- GIVEN EXERCISE -
Return the lines below exactly, starting with the line that contains "of the yellow" and stopping after the last line.

- DATASET RECORDS -
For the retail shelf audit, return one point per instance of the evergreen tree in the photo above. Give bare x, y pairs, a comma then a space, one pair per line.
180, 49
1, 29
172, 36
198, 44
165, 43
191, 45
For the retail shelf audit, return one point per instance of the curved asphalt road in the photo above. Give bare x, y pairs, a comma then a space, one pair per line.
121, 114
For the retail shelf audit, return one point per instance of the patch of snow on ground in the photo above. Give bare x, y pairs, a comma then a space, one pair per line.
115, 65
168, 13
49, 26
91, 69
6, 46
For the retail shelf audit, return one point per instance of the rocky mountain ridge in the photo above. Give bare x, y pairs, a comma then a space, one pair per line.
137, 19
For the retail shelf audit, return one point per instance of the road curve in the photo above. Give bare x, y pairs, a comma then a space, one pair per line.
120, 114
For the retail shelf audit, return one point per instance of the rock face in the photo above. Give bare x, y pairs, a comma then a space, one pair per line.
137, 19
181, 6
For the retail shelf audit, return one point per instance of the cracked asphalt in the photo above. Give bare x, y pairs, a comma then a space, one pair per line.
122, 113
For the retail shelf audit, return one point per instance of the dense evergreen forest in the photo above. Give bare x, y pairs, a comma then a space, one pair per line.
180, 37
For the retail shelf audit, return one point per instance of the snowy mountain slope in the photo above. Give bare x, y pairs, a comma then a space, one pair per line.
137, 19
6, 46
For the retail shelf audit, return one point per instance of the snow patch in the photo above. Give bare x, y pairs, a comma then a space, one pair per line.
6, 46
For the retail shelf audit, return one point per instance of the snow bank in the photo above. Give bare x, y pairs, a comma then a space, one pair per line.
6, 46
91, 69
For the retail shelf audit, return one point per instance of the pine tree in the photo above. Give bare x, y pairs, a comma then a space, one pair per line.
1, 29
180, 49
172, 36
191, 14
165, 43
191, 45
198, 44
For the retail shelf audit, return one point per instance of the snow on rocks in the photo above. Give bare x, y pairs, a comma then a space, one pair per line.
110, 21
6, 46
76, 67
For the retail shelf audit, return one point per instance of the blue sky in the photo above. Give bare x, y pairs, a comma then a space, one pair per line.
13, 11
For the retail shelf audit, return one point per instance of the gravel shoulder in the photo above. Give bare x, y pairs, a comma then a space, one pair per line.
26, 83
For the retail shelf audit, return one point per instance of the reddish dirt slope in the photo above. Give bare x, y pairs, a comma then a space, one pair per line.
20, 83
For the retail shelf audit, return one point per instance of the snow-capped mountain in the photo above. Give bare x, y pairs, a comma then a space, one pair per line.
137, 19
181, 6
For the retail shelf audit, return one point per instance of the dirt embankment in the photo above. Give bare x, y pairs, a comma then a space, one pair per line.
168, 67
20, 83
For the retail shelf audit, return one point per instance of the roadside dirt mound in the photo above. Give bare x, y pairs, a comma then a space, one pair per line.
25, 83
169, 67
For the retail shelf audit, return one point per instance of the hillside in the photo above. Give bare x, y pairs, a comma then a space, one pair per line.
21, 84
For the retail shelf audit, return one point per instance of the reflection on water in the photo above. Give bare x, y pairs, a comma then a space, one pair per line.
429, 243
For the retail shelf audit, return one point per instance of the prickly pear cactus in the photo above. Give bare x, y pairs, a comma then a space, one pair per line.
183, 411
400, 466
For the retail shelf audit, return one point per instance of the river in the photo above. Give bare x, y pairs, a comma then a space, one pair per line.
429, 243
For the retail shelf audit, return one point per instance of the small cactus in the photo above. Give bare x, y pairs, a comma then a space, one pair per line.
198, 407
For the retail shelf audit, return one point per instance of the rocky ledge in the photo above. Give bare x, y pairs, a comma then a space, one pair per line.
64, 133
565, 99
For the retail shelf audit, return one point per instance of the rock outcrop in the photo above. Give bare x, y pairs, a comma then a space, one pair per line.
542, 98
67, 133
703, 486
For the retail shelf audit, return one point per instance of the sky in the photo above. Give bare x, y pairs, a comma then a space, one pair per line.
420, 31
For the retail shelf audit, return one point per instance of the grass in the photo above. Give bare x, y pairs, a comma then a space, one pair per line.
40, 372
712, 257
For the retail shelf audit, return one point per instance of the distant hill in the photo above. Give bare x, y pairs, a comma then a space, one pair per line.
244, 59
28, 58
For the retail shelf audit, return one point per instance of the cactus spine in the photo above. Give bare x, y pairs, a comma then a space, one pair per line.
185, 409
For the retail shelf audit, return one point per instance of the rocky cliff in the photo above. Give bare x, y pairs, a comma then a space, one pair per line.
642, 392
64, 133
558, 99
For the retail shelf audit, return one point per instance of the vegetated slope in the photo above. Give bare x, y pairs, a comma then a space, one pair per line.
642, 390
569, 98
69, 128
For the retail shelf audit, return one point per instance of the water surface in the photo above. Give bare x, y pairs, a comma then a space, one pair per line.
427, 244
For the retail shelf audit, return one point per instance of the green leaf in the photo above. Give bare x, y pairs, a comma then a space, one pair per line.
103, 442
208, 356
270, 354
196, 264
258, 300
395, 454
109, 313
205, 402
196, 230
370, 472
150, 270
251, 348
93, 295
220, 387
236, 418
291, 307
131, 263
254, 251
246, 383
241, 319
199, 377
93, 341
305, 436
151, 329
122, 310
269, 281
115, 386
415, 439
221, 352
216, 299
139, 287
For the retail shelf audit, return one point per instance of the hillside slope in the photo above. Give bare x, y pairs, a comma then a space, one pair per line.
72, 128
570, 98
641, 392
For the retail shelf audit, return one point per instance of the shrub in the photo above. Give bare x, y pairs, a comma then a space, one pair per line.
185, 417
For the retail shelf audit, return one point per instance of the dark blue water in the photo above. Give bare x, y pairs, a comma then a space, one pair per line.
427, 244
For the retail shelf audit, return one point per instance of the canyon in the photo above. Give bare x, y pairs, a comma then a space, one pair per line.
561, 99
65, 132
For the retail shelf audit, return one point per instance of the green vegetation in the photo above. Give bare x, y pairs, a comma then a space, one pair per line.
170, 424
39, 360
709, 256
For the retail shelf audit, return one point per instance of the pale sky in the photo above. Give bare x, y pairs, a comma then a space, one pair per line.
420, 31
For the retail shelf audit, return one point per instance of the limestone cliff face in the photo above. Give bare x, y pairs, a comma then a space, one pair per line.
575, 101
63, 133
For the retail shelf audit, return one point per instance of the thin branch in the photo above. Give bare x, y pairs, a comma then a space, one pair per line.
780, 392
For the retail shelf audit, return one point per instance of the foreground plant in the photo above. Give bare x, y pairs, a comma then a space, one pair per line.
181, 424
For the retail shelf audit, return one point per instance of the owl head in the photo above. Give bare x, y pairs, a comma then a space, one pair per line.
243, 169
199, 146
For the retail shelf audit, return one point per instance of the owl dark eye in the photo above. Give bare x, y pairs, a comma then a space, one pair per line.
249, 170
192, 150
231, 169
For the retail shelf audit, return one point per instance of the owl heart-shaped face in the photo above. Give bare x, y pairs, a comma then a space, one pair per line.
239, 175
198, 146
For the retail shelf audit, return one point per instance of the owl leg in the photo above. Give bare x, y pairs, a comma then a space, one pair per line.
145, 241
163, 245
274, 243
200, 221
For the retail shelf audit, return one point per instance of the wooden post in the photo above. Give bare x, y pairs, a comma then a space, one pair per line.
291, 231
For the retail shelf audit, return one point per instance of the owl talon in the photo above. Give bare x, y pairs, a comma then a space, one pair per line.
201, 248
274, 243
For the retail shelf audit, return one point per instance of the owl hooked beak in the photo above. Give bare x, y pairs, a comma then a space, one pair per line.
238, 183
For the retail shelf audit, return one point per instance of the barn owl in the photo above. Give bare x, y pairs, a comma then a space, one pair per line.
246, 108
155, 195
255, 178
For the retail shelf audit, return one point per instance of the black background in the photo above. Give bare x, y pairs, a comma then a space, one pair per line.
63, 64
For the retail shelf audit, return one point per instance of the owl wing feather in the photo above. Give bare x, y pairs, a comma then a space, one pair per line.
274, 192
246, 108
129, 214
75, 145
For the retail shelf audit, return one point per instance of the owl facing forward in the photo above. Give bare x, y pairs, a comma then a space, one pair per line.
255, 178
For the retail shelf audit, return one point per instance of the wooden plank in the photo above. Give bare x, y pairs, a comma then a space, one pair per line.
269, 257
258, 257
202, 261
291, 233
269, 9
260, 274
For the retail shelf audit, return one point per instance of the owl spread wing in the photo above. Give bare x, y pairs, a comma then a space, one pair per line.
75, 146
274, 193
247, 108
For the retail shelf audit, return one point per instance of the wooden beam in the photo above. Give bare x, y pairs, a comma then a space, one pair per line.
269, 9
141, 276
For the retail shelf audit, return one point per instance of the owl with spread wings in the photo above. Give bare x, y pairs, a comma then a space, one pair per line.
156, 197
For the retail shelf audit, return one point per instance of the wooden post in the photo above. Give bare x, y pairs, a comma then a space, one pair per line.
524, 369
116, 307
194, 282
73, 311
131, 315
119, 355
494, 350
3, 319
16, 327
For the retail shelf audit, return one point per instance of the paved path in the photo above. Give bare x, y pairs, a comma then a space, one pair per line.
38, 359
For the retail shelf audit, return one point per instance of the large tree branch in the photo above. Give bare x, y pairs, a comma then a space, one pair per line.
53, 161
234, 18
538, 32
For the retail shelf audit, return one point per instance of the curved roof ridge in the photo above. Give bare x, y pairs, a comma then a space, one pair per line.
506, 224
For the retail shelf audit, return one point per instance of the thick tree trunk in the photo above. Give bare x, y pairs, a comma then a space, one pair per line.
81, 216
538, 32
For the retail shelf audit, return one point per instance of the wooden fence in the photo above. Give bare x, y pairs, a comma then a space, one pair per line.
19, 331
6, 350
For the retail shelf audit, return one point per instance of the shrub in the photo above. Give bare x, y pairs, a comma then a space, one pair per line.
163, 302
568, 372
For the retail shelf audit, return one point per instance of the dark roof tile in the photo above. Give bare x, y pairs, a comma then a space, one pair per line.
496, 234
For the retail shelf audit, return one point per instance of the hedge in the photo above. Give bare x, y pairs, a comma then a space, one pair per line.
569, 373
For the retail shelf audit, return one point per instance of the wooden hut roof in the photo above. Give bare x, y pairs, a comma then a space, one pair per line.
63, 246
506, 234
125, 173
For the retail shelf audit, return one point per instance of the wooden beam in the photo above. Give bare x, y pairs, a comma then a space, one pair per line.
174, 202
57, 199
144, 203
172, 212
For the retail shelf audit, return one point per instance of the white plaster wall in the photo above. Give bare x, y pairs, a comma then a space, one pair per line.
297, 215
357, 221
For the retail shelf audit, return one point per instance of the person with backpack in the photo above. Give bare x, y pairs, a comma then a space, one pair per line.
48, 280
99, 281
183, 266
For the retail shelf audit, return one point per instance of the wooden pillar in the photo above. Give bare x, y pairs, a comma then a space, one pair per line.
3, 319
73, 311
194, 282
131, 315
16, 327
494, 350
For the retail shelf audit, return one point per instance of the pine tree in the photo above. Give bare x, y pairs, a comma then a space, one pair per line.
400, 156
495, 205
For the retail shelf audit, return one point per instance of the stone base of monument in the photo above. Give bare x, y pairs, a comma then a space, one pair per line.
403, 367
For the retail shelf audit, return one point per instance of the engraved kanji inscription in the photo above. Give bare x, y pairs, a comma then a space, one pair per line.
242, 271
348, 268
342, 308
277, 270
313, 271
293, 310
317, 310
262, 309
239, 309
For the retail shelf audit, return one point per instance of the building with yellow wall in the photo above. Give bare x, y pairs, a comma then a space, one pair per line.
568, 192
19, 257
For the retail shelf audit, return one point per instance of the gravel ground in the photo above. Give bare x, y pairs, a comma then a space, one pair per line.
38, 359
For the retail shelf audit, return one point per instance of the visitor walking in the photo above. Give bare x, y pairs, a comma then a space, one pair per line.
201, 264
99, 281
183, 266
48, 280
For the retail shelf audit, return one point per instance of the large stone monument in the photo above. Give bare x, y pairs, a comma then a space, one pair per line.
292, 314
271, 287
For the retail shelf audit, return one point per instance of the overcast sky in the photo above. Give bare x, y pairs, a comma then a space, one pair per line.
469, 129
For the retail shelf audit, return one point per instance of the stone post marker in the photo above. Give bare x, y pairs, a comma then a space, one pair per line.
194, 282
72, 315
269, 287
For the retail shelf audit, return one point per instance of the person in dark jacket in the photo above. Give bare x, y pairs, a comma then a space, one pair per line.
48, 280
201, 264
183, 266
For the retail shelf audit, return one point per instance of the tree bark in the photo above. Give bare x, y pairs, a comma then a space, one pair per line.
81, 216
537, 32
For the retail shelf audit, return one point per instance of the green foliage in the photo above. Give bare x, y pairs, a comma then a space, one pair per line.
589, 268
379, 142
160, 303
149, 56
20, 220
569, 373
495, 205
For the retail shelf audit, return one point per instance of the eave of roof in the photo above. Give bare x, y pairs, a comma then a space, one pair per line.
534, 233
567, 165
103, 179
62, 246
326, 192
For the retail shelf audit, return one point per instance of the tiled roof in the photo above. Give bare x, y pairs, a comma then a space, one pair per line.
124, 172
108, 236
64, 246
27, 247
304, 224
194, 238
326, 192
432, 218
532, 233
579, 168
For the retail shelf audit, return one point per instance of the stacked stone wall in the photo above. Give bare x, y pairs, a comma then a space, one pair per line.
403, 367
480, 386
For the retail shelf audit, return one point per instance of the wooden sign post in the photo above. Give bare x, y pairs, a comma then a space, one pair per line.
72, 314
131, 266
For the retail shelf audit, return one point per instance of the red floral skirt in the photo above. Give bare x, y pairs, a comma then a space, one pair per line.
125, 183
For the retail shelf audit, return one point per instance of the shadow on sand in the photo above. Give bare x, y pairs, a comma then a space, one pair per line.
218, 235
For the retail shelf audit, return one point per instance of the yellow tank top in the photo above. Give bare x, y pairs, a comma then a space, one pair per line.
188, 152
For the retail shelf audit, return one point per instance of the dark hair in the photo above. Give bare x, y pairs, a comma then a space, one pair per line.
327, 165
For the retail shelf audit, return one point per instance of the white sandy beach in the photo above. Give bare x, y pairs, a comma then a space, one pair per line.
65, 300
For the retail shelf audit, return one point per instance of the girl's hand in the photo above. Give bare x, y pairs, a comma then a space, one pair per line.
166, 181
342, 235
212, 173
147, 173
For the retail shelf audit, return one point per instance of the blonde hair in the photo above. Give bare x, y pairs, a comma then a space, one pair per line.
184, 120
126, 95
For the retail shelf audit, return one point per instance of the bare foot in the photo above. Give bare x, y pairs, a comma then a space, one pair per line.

- THE OUTPUT -
For the retail shelf audit, return one point per instance of the yellow tank top in the photo above. Give bare x, y pairs, a comma then a space, one pair per line.
188, 152
For the retail shelf audit, return one point per instance of the dark hair in the photo above. Give bare x, y pairs, a comma then a space, one pair per line.
327, 165
For the retail shelf audit, return one point per instance of the white sandy beach in the photo above. Give bare x, y pairs, a comma then a space, one pair per line.
65, 300
For the retail shelf audit, return one point per instance of the girl's hand in the photo above. Give bare x, y pairs, a comma then a space, one pair per line.
166, 181
342, 235
212, 173
147, 173
For the retail shelf audit, return one point per instance of the blonde hair in the photo above. Give bare x, y pairs, a comma then a space, one pair per line.
184, 120
126, 95
For the retail shelf audit, return one point per instance of the bare foot in the photo above. Give bare x, y pairs, a comma then a space, one pair per line.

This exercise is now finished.